— EXCERPTED PASSAGE —

Introduction

Over the past couple of posts, I explored basic parallelism in Python with the help of Ray. Since then, I’ve adopted the library in my work and built some pretty cool things with it, all of which I would like to cover in detail someday:

  • Actor Pools: I’ve touched on the topic briefly in the last post.
  • Worker Queues: Implementing a robust queue with progress updates around Ray workers.
  • Async Pipeline: Implementing a flexible, reusable data processing pipeline with Ray.

Since I would like to cover the Async Pipelines in this post, let’s see what they’re all about, shall we?

The Shrinking Middle Class

Before we can talk about async pipelines, we must first talk about the shrinking Middle Class.

I follow U.S. politics simply because it’s interesting to me. You could say it’s the same reason I watch shows on Netflix, or browse YouTube for Mario speedruns. One key topic that keeps being brought in U.S. politics up is the problem of “The Shrinking Middle Class”.

Given the existence of a Middle Class, this means that there is also an Upper Class and a Lower Class. The Upper Class are your CEOs, Investors, and Leaders of the nation. Although they are a small percentage, but effectively they are responsible for most of the jobs in the country.

The Lower Class, on the other hand, are your student-debt ridden youth and immigrants who are left to pick up the slack, doing meaningless jobs that no one else wants to do.

So, what is the problem if the Middle Class is shrinking?

Well, people in the Lower Class might lose hope of one day reaching the Middle Class, given its inevitable demise. The people of the Upper Class won’t have people doing the interesting work for them, slowing down innovation and economical growth.

I know what you’re thinking right about now. How on earth is this remotely relevant to the topic of this post?

Glad you asked.

Scaling the Middle Class

Aside from my need for parallelism in Python to simply scale a worker pool that handles API requests, I also needed that same pool to process work within a data pipeline.

The data pipelines I have usually involves one (or a few) data generators that are simply Python generators that generate data for processing. (Say, generate, one more time…)

That’s your Upper Class.

— SOURCE DATA —
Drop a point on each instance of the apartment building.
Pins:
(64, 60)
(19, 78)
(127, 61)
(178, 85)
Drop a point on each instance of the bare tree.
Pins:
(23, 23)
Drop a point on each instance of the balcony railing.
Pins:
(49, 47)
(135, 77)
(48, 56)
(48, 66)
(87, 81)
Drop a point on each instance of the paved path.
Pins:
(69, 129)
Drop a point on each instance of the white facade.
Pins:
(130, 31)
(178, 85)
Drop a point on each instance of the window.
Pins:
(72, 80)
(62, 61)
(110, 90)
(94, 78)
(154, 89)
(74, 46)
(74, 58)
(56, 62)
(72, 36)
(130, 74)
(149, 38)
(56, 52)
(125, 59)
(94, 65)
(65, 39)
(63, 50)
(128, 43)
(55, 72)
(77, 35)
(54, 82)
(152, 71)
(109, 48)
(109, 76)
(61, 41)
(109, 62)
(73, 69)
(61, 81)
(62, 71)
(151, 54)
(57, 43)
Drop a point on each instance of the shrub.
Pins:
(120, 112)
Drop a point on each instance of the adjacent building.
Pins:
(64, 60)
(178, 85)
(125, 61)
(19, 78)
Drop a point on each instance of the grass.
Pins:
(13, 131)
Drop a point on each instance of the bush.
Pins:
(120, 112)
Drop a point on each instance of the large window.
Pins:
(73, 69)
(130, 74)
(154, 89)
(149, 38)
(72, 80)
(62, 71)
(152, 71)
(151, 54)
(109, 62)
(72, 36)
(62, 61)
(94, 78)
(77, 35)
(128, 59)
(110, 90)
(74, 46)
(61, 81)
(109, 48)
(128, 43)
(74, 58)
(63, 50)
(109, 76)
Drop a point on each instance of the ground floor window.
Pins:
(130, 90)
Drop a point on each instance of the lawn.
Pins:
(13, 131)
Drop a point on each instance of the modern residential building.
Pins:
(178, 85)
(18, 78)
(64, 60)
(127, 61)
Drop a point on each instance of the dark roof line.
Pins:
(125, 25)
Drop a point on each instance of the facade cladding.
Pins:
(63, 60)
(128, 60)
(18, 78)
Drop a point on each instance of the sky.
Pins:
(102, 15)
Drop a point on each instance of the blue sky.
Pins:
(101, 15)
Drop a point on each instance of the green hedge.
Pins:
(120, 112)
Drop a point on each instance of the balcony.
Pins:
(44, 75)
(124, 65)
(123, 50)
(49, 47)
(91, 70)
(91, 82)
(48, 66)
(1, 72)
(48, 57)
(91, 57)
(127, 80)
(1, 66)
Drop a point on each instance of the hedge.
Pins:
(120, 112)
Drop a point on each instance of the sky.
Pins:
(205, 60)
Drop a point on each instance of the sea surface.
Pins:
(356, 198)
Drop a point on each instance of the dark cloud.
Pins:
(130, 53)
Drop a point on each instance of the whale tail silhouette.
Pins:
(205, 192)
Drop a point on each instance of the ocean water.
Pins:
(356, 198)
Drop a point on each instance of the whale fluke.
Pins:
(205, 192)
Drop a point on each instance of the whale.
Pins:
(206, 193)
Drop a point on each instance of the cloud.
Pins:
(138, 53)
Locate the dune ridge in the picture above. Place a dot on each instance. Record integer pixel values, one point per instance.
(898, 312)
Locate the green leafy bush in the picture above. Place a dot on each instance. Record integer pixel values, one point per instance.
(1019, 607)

— ACTIVITIES —
(1) In the Ray pipeline post, what part of the writer's data pipelines is compared to the Upper Class?
(2) Continue the Ray pipeline post from its last line.
The entries above come from a different source than the Ray pipeline post.

— RESPONSES BY TASK —
(1) The data generators, which are plain Python generators that produce data for processing.

(2)
Data is then consumed by workers that perform some interesting processing, generating a result. This processing is where the bulk of the CPU cycles go to.

That’s your Middle Class.

Finally, a collector collects the results and commits them to a database, taking care of any data inconsistencies and reporting the results at the end.

That’s your Lower Class.

And hence, our goal today is to scale the Middle Class only, in order to process as much data as possible, maximizing CPU utilization (productivity) along the way.

Fan-out & Fan-in

Let’s try our hands on a basic approach to tackle the problem statement above, shall we?

import time
from concurrent.futures import ThreadPoolExecutor

def work(data):
	time.sleep(1)
	return "done"

def callback(future):
	print(future.result())

with ThreadPoolExecutor() as executor:
    for data in data_generator:
        future = executor.submit(work, data)
        future.add_done_callback(callback)

This is fine … except, the whole place is on fire, and I’m too busy supressing the cringe to care. Let’s ignore the fact that we are using threads here, because that part is just for demonstration purposes.

My issue with this code is the nesting and lack of clarity. I also believe the data_generator will fill up the executor as fast as it possibly can, which can lead to memory growth. Back-pressure to limit the data generator output would be nice, too. This problem also makes it harder to track our progress of how much data was processed.

Finally, we are in an era of async / await. I don’t even want to try throwing that into the mix, in fear of reaching depths for which there is no escape.

(DISCLAIMER: I have to admit though, I didn’t expect to come up with a palatable solution on the fly for this problem, lol. I spent way too much time solving it in our project)

I Hereby Declare

… the scalability of the Middle Class!

await async_flow.pipeline(
    async_flow.Layer(data_generator),
    async_flow.Layer(work, 8),
    async_flow.Layer(callback),
)

async_flow is the basic utility I prepared in order to reuse the scalability semantics across the project. The details of the utility is too much to cover in this post, but it basically has two types:

  • Layer: Declaring a function, optionally scaling it as needed.
  • pipeline: To declare your Layers in for execution

Not only is it a pleasure to just look at, but it also supports back-pressure, because the Layer objects passed in are stitched togething using asyncio.Queue. This way, if the work Queue object is full, for example, the data_generator will patiently block on the await queue.put(data) statement till it’s free.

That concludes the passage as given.